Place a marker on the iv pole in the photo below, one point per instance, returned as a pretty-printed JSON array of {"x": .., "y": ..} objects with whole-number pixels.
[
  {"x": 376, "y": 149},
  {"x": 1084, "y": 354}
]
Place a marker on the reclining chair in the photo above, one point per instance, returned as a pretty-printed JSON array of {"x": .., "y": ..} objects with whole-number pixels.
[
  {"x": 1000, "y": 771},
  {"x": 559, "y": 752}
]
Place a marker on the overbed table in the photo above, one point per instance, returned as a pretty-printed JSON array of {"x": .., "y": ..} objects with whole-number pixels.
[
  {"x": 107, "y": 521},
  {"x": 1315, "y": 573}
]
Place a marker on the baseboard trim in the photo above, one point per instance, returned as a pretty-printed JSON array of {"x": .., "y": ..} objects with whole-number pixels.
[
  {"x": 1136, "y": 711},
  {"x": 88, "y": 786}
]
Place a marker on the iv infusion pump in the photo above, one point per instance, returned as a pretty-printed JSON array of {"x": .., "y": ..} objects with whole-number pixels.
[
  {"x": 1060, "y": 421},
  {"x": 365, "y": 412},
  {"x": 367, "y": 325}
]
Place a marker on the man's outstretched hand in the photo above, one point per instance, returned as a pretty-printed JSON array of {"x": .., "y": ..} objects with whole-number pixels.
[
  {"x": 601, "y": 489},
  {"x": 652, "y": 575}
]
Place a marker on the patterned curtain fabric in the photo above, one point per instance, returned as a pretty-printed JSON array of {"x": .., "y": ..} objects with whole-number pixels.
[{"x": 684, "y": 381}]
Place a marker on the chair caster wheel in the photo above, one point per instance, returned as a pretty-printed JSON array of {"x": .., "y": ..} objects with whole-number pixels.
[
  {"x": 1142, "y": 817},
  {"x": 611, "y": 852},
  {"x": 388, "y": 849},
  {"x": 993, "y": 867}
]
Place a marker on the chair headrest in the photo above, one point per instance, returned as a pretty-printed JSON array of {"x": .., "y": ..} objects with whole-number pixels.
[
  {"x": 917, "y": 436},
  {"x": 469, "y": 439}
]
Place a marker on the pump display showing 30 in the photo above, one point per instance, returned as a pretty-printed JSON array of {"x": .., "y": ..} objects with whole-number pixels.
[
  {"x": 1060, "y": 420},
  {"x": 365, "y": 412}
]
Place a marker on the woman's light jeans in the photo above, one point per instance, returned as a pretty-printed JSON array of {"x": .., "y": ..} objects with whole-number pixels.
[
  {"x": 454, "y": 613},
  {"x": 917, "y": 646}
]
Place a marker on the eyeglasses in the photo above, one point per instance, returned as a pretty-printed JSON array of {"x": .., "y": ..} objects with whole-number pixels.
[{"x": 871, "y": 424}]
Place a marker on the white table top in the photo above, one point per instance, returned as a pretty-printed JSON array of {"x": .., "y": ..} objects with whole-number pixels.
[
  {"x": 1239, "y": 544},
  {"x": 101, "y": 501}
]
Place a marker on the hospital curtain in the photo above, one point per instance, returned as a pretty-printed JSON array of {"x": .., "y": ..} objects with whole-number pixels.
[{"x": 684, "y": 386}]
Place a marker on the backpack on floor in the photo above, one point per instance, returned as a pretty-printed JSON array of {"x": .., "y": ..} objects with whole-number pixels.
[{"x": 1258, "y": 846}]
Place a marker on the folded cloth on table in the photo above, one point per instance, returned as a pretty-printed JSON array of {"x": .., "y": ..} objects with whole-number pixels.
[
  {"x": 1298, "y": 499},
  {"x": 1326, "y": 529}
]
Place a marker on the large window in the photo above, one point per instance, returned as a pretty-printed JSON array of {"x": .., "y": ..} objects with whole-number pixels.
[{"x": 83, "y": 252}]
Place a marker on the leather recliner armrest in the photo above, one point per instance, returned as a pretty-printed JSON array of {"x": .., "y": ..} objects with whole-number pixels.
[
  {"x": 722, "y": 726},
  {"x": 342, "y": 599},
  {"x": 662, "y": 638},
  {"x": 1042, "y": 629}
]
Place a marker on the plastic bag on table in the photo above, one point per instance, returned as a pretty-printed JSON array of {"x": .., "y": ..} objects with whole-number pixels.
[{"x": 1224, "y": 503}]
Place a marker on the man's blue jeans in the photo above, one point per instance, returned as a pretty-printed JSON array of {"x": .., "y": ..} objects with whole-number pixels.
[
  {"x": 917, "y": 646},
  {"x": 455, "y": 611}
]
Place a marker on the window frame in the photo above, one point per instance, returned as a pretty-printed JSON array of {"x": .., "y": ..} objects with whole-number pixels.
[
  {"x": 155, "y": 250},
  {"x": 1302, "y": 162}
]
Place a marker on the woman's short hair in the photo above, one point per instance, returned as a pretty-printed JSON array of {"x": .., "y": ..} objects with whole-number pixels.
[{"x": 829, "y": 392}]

________________

**What the task requires**
Take the listing above and set it down exactly.

**Exercise output**
Place a marker on the iv pole in the photo below, one point per instance, returned as a pretty-printed JSON array of {"x": .., "y": ..} objects with whole-number pixels.
[
  {"x": 376, "y": 149},
  {"x": 1084, "y": 354}
]
Place a marker on the reclining chair in the photo above, one point per instance, returned as a pretty-printed JSON array of {"x": .., "y": ..} objects with whole-number pixels.
[
  {"x": 1000, "y": 771},
  {"x": 559, "y": 752}
]
Place a marker on the overbed table in the photo above, one point per instance, returned as a pretty-printed JSON array of {"x": .., "y": ..} objects with whole-number pixels.
[
  {"x": 107, "y": 521},
  {"x": 1315, "y": 573}
]
Place a marker on the baseboard trim in the photo above, one point per instance, returned as a pretty-printed JSON array of {"x": .., "y": ..} objects with whole-number pixels.
[
  {"x": 1136, "y": 711},
  {"x": 88, "y": 786}
]
Place a marker on the iv infusion pump in the photo above, one point per instance, returned as a pretty-printed JSON array of {"x": .., "y": ..} objects with whole-number pixels.
[
  {"x": 1060, "y": 421},
  {"x": 365, "y": 412},
  {"x": 367, "y": 325}
]
Place a marker on the man's outstretched hand in the photo above, one point per instance, returned as a pretty-printed JSON array of {"x": .., "y": ..} objects with whole-number pixels.
[
  {"x": 601, "y": 489},
  {"x": 652, "y": 575}
]
Place a marker on the patterned curtain fabric in the photo above, one point per instance, returned as a pretty-printed JSON array of {"x": .., "y": ..} objects with whole-number pixels.
[{"x": 684, "y": 381}]
Place a marker on the chair caster wheel in the photo above, one point per instance, returned as a pretty-printed JSON array of {"x": .., "y": ..} objects with whole-number pixels.
[
  {"x": 1142, "y": 817},
  {"x": 611, "y": 852},
  {"x": 388, "y": 849},
  {"x": 993, "y": 867}
]
Place a marker on the chair headrest in the photo above, one point per instance, returned as a pretty-printed JSON array of {"x": .., "y": ..} objects with whole-number pixels.
[
  {"x": 917, "y": 436},
  {"x": 469, "y": 439}
]
Place a marker on the pump display showing 30 in the photo above, one point per instance, returned as a pretty-printed JSON array of {"x": .., "y": ..} objects with whole-number pixels.
[
  {"x": 1060, "y": 420},
  {"x": 365, "y": 412}
]
Place a marker on the woman's light jeans in the photo above, one point per instance, returned as a pretty-printed JSON array of {"x": .., "y": ..} objects with whole-number pixels.
[
  {"x": 454, "y": 613},
  {"x": 917, "y": 646}
]
Place a marker on the eyeglasses in the photo above, one point per instance, returned as a pretty-printed JSON array of {"x": .., "y": ..} objects with whole-number pixels.
[{"x": 871, "y": 424}]
Place a marker on the white table top in the photo above, one point per instance, returned as a pretty-printed JSON array of {"x": .., "y": ..} objects with whole-number pixels.
[
  {"x": 1239, "y": 544},
  {"x": 101, "y": 501}
]
Place a marker on the hospital curtain in the photo above, one point per instance, returned as a pretty-printed JSON array of {"x": .., "y": ..} objects with whole-number pixels.
[{"x": 684, "y": 386}]
Place a marker on the backpack on floor in the photo above, one point per instance, returned as a pretty-printed JSON array of {"x": .., "y": ..} objects with whole-number pixels.
[{"x": 1258, "y": 846}]
Place a marker on the folded cloth on table in the photo above, one point per instance, returned as a pretty-printed JSON array of {"x": .., "y": ..} objects with whole-number pixels.
[
  {"x": 1298, "y": 499},
  {"x": 1326, "y": 529}
]
Place a marker on the large window in the photo above, one point per instance, returned as a pretty-printed JSON array of {"x": .., "y": ..} objects with whole-number pixels.
[{"x": 83, "y": 252}]
Place a marker on the leather recliner armrest in the photo above, one point per instance, returned as a pretty-printed JSON array of {"x": .., "y": ..} objects with whole-number pixels.
[
  {"x": 722, "y": 726},
  {"x": 342, "y": 599},
  {"x": 662, "y": 638},
  {"x": 1042, "y": 629}
]
Place a marker on the plastic bag on table in the photo above, one point per instance, returned as a pretty-printed JSON array of {"x": .., "y": ..} objects with whole-number pixels.
[{"x": 1224, "y": 503}]
Place a marker on the man's blue jeans in the photo above, one point per instance, returned as a pretty-printed JSON array of {"x": .., "y": ..} objects with whole-number pixels.
[
  {"x": 917, "y": 646},
  {"x": 455, "y": 611}
]
Place a marker on the window frame in the photo above, one point per instance, returned as a pretty-printed JSON array of {"x": .., "y": ..} objects with whole-number pixels.
[
  {"x": 155, "y": 250},
  {"x": 1302, "y": 162}
]
Place a marker on the woman's short hair in the photo above, one point per instance, returned as a pretty-printed JSON array of {"x": .., "y": ..} objects with whole-number pixels.
[{"x": 829, "y": 392}]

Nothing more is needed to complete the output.